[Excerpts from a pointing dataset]
--- begin ---

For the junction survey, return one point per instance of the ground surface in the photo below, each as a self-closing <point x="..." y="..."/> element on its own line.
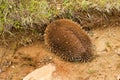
<point x="106" y="65"/>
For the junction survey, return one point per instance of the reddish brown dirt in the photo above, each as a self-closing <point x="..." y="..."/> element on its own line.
<point x="106" y="66"/>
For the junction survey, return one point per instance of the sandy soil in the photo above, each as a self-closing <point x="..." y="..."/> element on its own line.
<point x="105" y="66"/>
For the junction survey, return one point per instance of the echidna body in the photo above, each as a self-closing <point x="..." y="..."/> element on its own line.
<point x="66" y="39"/>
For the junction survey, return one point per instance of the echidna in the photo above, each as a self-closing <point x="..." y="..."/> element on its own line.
<point x="66" y="39"/>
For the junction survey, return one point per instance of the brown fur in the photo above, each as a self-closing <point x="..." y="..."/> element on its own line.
<point x="67" y="40"/>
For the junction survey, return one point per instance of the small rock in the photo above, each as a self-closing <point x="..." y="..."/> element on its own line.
<point x="118" y="77"/>
<point x="43" y="73"/>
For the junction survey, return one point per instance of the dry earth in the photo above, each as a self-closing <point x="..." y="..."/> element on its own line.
<point x="105" y="66"/>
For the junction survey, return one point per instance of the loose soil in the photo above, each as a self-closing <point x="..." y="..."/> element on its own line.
<point x="105" y="65"/>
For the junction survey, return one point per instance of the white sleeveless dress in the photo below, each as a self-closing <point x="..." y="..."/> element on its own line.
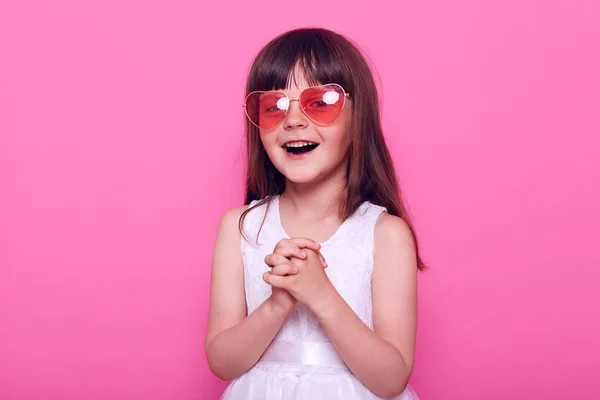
<point x="301" y="363"/>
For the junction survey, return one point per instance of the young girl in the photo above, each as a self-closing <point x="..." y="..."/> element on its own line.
<point x="314" y="280"/>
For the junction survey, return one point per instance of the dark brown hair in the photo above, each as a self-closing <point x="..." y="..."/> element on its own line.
<point x="326" y="57"/>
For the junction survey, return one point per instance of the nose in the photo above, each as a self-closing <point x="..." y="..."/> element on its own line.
<point x="295" y="117"/>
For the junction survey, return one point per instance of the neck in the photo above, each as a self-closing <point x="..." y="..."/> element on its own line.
<point x="316" y="200"/>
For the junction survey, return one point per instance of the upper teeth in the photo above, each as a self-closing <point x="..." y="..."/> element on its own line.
<point x="298" y="144"/>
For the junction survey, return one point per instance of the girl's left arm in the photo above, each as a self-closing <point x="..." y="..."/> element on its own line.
<point x="382" y="359"/>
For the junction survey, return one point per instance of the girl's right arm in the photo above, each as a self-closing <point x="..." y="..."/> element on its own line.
<point x="234" y="341"/>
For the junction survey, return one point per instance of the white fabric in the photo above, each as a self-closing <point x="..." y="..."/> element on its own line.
<point x="301" y="363"/>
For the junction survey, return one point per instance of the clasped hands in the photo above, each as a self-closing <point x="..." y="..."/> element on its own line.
<point x="297" y="274"/>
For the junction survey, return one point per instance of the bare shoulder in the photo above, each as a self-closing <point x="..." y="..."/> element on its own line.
<point x="393" y="231"/>
<point x="227" y="305"/>
<point x="229" y="223"/>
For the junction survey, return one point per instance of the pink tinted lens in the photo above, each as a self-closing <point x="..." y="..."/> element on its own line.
<point x="266" y="109"/>
<point x="323" y="103"/>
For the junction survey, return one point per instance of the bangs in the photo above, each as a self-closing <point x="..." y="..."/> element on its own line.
<point x="308" y="53"/>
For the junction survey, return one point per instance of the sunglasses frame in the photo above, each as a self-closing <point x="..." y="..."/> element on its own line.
<point x="346" y="96"/>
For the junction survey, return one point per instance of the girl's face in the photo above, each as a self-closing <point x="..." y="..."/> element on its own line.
<point x="296" y="130"/>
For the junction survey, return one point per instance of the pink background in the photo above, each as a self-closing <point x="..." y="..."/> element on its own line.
<point x="120" y="148"/>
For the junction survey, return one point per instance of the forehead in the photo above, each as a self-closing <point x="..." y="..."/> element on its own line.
<point x="298" y="80"/>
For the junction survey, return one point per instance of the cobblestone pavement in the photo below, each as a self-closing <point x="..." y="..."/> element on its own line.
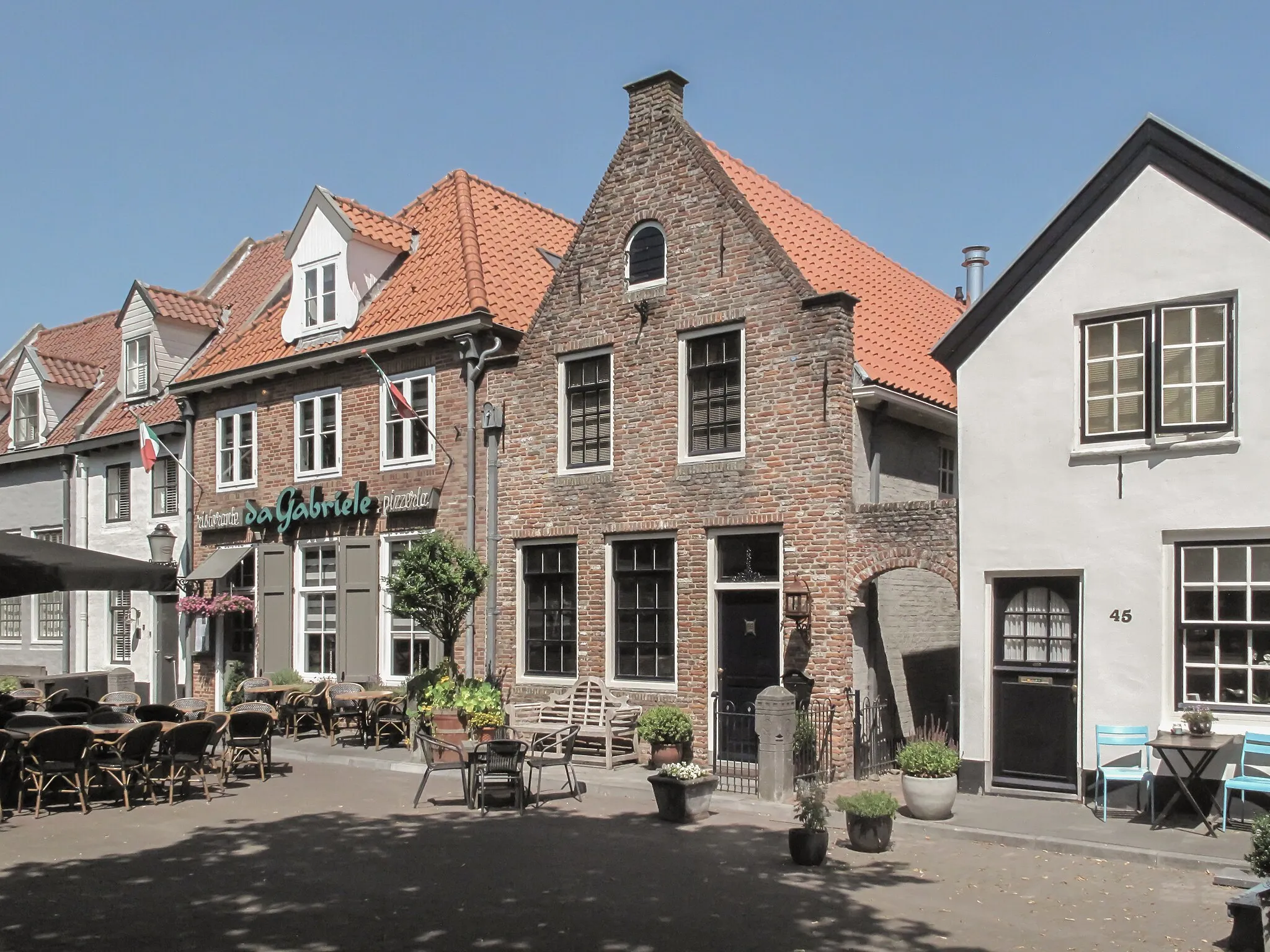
<point x="328" y="858"/>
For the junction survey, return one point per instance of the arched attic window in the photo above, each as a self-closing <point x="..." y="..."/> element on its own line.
<point x="646" y="254"/>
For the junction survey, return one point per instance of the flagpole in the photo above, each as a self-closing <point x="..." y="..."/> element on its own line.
<point x="418" y="419"/>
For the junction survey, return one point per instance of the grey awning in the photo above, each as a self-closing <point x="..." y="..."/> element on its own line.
<point x="219" y="564"/>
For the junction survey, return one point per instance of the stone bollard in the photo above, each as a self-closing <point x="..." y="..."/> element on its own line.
<point x="775" y="721"/>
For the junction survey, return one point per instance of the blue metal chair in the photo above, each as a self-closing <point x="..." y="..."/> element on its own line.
<point x="1123" y="738"/>
<point x="1244" y="781"/>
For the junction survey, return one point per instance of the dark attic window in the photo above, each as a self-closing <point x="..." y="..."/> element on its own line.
<point x="646" y="255"/>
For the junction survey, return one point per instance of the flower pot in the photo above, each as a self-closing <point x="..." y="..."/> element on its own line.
<point x="869" y="834"/>
<point x="682" y="801"/>
<point x="929" y="798"/>
<point x="808" y="847"/>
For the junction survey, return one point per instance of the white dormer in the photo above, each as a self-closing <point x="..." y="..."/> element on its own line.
<point x="338" y="253"/>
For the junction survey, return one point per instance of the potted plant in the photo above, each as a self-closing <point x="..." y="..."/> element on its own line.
<point x="870" y="814"/>
<point x="929" y="778"/>
<point x="809" y="842"/>
<point x="667" y="730"/>
<point x="682" y="792"/>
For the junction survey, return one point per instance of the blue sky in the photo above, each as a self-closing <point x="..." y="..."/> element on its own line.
<point x="143" y="141"/>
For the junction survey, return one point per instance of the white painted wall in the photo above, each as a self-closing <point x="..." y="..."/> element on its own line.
<point x="1033" y="505"/>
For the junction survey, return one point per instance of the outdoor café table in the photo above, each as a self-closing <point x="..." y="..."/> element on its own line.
<point x="1193" y="756"/>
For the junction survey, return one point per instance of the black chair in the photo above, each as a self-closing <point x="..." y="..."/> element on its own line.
<point x="183" y="751"/>
<point x="58" y="754"/>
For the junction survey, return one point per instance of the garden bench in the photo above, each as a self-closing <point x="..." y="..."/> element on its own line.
<point x="602" y="719"/>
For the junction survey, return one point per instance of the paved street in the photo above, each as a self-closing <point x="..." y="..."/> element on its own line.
<point x="333" y="858"/>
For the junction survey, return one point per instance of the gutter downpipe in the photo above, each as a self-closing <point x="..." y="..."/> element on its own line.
<point x="474" y="366"/>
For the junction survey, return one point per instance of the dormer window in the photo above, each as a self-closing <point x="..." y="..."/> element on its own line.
<point x="646" y="255"/>
<point x="136" y="361"/>
<point x="321" y="295"/>
<point x="25" y="418"/>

--- end ---

Extract every one of the rows above verbatim, and leave the pictures out of your answer.

For the junction survey, return one point per instance of the ground surface in the photo below, each as a self-closing <point x="..." y="..."/> element on its own line.
<point x="106" y="65"/>
For the junction survey, return one point per instance of the reddish brown dirt in the photo above, each as a self-closing <point x="..." y="..."/> element on its own line.
<point x="106" y="66"/>
For the junction survey, return one point per instance of the sandy soil in the photo above, each as a self-closing <point x="..." y="..."/> element on its own line.
<point x="105" y="66"/>
For the junction survey, return one point per instance of the echidna body in the photo above, each as a self-closing <point x="..." y="..."/> element on its own line.
<point x="66" y="39"/>
For the junction survey, return one point per instance of the echidna in the photo above, each as a self-closing <point x="..." y="..."/> element on its own line.
<point x="66" y="39"/>
For the junction survey, return one point per instance of the brown fur in the photo above, each as a self-closing <point x="..." y="..."/> element on its own line.
<point x="67" y="40"/>
For the junction survey, return one point per instance of the small rock in the photo above, each as a self-closing <point x="..." y="..."/> element on its own line.
<point x="118" y="77"/>
<point x="43" y="73"/>
For the junction survey, return one point per instance of the dry earth in the photo above, each as a self-closing <point x="..." y="..."/> element on its own line.
<point x="105" y="66"/>
For the junction survey, return one point per instance of the loose soil in the photo above, each as a self-closing <point x="..." y="..."/> element on its own line.
<point x="105" y="65"/>
For the junction survey, return one point per instance of the white sleeveless dress in the photo below, each as a self-closing <point x="..." y="..."/> element on its own line.
<point x="301" y="363"/>
For the junction survey, return one point per instance of the young girl in the photo above, each as a self-closing <point x="..." y="..."/> element on its own line.
<point x="314" y="280"/>
For the junction survey, return one point per instance of the dark brown hair in the photo above, each as a self-closing <point x="..." y="..."/> element on its own line.
<point x="326" y="57"/>
For the junction survey, return one point per instance of the nose in the photo above, each as a self-closing <point x="..." y="..."/> element on its own line.
<point x="295" y="117"/>
For the junction survey, return one point per instance of the neck in the photo above, each as a self-closing <point x="..." y="..."/> element on its own line.
<point x="316" y="200"/>
For the junction survey, return one point per instance of the upper teeth in the photo above, each as a self-closing <point x="..." y="..."/> element on its own line.
<point x="298" y="144"/>
For the junction survey, return one point per instance of the girl's left arm in the photo above, each as a self-closing <point x="..." y="..."/> element on its own line.
<point x="382" y="359"/>
For the junction survey, return one point per instance of the girl's right arm in the photo above, each as a self-closing <point x="..." y="..."/> element on its own line.
<point x="234" y="341"/>
For the junction survey, return one point per instance of the white fabric in the photo above, each as a self-closing <point x="..." y="..."/> element on its own line.
<point x="301" y="363"/>
For the junction survey, return one point per instance of the clasped hands in the photo above, each as a self-closing <point x="..." y="..."/> element on its own line.
<point x="297" y="274"/>
For the junction survey, return one point per instance of the bare shoulder in the photo above, each as a self-closing <point x="..." y="..."/> element on its own line.
<point x="393" y="231"/>
<point x="227" y="305"/>
<point x="229" y="223"/>
For the junction survey, return one point per instance of the pink tinted lens in the photo above, each as a self-closing <point x="..." y="..."/> element on its own line.
<point x="266" y="109"/>
<point x="323" y="103"/>
For the junction survey, return one point per instance of the bangs in the photo above, each as a self-closing <point x="..." y="..."/> element on its own line.
<point x="308" y="53"/>
For the junction survey, return one point per instance of the sunglasses frame in the photo above, each as a self-closing <point x="..." y="..."/> element on its own line.
<point x="346" y="96"/>
For the junction survey, return one point per instance of the girl's face in the photo above, each as a self-closing <point x="..." y="..."/> element on its own line.
<point x="296" y="130"/>
For the junction survey, return one point per instance of the pink background in the photo above, each as a self-closing <point x="..." y="..."/> element on its own line.
<point x="120" y="148"/>
For the junction survey, return one point per instance of the forehead in the photo above, each as a self-closing <point x="..." y="..."/> element on its own line.
<point x="298" y="80"/>
For the junction survey, return one point per instance of the cobblestone pavement in the photo below, each as a self-closing <point x="..." y="..."/> element on its own line.
<point x="328" y="858"/>
For the junction survey, return one point per instance of the arched attic window in the photo above, each as a self-closing <point x="..." y="..."/> element on its own line.
<point x="646" y="254"/>
For the junction survey, return one point per instance of the flagpole in the photo above, each as a self-closing <point x="..." y="..."/> element on its own line.
<point x="418" y="419"/>
For the junction survey, return one point per instance of the grey awning in the photo above, each as a self-closing <point x="..." y="..."/> element on its own line.
<point x="219" y="564"/>
For the junction survey, return one point per instance of the stone bollard in the photo above, each as a self-closing <point x="..." y="..."/> element on its own line.
<point x="775" y="721"/>
For the junction survey, return one point per instance of the blue metal chair in the photo above, each as a self-closing <point x="..." y="..."/> element on its own line.
<point x="1123" y="738"/>
<point x="1244" y="781"/>
For the junction survey, return one point per instance of the dark attic window in the photo above, each as a self-closing <point x="..." y="..."/> element on its own line.
<point x="646" y="255"/>
For the junction survey, return one point per instance of the flower pot in the photo above, each as a self-closing <point x="..." y="..."/> element on its own line.
<point x="869" y="834"/>
<point x="682" y="801"/>
<point x="929" y="798"/>
<point x="808" y="847"/>
For the junction survey, return one point per instance of the white dormer in the photo above, each as a self-closing <point x="..." y="..."/> element on its own line.
<point x="338" y="253"/>
For the junction survey, return one point per instance of the potted plant in the photo above, each as a self-closing <point x="..." y="..."/> element on its own line.
<point x="870" y="814"/>
<point x="929" y="778"/>
<point x="809" y="842"/>
<point x="667" y="730"/>
<point x="682" y="792"/>
For the junction survey, return one point per instance of the blue sky in the photo above, each as a self-closing <point x="..." y="..."/> element on its own line.
<point x="143" y="141"/>
For the junction survey, return one point per instance of the white painted wall in the photo above, each as a self-closing <point x="..." y="..."/> element on its own line.
<point x="1033" y="505"/>
For the junction survey, return one point per instance of the outdoor café table in the photo above, each as a self-closing <point x="..." y="..."/> element on its own line.
<point x="1193" y="756"/>
For the junction survey, return one point per instance of the black chair in the photo above, each as a self-closing <point x="..." y="..."/> element on its own line.
<point x="183" y="751"/>
<point x="58" y="754"/>
For the junction survey, return one point per instance of the garden bench in the photo above, each as a self-closing <point x="..." y="..."/> element on its own line.
<point x="602" y="719"/>
For the junction survey, return one point per instance of the paved street in the photo above, each as a self-closing <point x="..." y="..."/> element on its own line.
<point x="333" y="858"/>
For the junction survey, return one point per instance of the gutter downpipe in the photo above, each as a self-closing <point x="..." y="..."/> element on its own line.
<point x="474" y="366"/>
For the junction survey, return one point per instance of the dormer window in the photo above, each as a self-closing <point x="..." y="..."/> element on its own line.
<point x="646" y="255"/>
<point x="136" y="361"/>
<point x="321" y="295"/>
<point x="25" y="418"/>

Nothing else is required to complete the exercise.